*Exercise data*
┌──
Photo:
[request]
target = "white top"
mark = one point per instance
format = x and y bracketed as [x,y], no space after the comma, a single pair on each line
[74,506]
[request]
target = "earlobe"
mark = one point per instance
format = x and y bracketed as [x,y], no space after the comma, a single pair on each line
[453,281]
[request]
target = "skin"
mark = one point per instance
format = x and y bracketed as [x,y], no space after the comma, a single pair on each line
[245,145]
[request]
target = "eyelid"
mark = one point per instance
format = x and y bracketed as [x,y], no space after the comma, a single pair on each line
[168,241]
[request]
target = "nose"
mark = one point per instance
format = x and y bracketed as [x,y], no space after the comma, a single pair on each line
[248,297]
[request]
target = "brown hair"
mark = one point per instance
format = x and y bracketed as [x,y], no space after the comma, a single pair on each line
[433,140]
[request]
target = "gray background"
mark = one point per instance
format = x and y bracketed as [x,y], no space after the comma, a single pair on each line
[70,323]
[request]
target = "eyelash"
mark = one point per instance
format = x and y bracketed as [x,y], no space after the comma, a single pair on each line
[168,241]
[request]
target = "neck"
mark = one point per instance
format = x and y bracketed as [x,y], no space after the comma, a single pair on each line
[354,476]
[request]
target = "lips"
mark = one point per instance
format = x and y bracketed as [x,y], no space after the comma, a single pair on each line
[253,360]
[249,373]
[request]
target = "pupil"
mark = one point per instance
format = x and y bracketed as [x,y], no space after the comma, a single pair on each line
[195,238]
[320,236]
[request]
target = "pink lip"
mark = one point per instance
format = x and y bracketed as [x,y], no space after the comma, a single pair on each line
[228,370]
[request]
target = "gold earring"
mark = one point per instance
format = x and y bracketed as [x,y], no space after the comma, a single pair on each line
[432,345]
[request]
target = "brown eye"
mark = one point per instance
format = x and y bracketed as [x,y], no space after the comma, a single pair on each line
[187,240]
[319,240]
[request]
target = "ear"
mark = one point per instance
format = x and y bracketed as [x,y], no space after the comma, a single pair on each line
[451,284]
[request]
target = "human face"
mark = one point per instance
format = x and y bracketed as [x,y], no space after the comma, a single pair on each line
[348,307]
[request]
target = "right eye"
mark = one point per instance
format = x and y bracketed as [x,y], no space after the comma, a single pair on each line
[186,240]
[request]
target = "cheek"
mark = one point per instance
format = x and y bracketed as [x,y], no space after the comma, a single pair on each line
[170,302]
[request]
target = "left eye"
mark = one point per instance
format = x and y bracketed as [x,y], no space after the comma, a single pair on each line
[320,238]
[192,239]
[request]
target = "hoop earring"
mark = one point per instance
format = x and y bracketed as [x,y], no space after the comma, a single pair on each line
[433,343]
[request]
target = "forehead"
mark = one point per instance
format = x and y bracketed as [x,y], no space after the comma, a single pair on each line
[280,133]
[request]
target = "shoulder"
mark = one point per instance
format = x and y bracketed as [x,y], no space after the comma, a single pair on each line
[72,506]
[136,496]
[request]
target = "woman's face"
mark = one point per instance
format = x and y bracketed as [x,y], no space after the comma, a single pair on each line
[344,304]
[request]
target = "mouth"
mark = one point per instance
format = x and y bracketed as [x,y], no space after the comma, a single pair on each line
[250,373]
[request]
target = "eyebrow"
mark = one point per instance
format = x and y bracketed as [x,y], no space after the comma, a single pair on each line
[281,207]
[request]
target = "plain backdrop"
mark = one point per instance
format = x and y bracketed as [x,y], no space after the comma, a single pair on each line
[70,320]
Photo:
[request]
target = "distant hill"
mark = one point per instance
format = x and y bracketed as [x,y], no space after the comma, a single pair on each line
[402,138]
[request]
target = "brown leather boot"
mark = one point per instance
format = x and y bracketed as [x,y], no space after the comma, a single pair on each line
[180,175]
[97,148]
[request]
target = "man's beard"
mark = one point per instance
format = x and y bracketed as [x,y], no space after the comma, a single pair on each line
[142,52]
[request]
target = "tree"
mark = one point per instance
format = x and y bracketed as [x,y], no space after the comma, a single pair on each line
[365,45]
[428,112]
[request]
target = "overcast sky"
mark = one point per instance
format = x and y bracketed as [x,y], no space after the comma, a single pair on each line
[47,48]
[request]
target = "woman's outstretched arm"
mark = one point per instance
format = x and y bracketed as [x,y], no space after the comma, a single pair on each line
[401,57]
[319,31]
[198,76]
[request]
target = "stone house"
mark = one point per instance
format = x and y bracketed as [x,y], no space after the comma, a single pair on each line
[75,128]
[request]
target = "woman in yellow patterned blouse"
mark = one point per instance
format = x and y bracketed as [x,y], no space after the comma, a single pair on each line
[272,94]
└──
┌──
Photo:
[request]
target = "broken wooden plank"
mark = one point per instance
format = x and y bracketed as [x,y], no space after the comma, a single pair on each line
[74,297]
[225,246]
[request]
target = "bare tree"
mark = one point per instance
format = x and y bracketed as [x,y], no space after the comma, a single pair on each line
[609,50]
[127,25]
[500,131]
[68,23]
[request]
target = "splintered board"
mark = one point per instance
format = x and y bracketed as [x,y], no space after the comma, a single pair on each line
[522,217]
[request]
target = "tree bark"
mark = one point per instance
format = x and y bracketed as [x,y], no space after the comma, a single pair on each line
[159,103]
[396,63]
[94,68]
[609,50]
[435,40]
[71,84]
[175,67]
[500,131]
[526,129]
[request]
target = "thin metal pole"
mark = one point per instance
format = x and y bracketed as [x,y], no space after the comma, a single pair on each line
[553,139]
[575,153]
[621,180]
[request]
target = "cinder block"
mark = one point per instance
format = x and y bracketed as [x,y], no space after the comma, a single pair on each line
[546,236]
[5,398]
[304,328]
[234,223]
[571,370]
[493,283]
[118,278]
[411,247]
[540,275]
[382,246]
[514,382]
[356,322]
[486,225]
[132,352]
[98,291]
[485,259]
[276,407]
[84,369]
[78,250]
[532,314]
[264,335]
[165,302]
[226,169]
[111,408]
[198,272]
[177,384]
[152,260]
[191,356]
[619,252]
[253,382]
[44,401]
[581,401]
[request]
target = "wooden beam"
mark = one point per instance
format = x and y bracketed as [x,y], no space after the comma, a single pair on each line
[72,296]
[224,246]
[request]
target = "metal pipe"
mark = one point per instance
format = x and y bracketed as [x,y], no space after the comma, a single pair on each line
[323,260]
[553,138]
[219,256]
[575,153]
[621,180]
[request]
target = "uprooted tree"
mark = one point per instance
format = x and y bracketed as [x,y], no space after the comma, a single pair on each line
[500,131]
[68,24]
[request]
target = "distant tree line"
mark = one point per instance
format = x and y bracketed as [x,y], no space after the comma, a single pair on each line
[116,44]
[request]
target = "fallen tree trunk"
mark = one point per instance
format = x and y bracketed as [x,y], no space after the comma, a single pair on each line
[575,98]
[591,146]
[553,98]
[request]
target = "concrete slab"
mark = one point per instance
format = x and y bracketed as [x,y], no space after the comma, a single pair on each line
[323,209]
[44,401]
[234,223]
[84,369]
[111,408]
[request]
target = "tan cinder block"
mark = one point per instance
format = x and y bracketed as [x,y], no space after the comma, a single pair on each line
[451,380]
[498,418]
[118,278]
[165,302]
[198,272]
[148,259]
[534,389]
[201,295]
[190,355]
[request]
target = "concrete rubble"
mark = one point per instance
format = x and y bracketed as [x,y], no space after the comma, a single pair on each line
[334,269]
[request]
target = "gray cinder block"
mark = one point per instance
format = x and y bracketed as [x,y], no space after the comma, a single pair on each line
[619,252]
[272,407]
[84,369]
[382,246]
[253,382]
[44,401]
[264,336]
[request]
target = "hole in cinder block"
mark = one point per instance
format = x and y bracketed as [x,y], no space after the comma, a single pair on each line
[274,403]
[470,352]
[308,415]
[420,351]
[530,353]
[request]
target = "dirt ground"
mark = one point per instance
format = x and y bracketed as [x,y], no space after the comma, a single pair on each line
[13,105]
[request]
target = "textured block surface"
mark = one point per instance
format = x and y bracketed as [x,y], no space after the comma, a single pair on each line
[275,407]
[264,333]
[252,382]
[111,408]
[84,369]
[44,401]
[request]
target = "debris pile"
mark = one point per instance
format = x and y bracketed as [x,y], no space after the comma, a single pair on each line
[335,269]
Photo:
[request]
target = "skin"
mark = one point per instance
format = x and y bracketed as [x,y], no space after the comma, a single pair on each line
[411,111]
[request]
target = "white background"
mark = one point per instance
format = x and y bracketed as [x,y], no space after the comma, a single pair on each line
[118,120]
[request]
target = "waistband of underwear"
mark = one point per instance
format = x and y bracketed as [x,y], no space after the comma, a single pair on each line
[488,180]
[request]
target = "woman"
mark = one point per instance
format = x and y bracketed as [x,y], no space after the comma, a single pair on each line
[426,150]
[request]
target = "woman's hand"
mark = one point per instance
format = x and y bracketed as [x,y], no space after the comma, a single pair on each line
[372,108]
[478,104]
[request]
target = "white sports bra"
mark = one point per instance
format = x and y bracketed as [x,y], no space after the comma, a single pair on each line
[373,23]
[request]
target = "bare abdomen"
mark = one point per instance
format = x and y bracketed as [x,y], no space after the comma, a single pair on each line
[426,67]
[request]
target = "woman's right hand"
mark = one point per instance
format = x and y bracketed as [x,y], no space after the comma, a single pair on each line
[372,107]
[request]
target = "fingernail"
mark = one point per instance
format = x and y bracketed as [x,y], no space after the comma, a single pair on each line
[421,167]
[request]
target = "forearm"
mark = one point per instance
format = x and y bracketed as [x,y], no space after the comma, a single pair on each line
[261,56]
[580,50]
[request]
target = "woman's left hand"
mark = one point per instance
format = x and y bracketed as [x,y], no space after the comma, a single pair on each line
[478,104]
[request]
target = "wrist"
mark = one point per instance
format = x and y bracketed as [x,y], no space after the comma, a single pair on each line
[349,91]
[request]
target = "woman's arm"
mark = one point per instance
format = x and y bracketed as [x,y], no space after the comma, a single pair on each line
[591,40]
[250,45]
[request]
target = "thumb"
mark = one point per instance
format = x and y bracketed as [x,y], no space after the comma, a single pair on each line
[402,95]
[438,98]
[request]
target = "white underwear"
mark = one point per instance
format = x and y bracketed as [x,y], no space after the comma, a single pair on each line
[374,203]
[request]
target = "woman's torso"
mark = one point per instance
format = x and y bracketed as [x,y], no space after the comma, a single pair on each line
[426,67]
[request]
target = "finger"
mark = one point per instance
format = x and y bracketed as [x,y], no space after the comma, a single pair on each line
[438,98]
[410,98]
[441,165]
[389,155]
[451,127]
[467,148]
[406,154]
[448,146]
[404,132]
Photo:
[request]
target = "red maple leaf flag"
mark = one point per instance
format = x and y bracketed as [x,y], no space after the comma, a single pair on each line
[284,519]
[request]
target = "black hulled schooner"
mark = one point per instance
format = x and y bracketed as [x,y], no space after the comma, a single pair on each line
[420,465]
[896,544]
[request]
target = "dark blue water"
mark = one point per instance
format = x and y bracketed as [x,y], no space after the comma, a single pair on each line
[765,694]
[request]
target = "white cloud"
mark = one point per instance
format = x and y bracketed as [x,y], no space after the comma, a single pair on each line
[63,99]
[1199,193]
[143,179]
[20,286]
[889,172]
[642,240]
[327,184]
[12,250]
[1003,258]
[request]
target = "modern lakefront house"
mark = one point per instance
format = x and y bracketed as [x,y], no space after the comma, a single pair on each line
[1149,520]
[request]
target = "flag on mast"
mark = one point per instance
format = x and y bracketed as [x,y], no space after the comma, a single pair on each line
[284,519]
└──
*Exercise aim*
Work out how many lines of the entries hold the word "background", and write only that figure.

*Written response*
2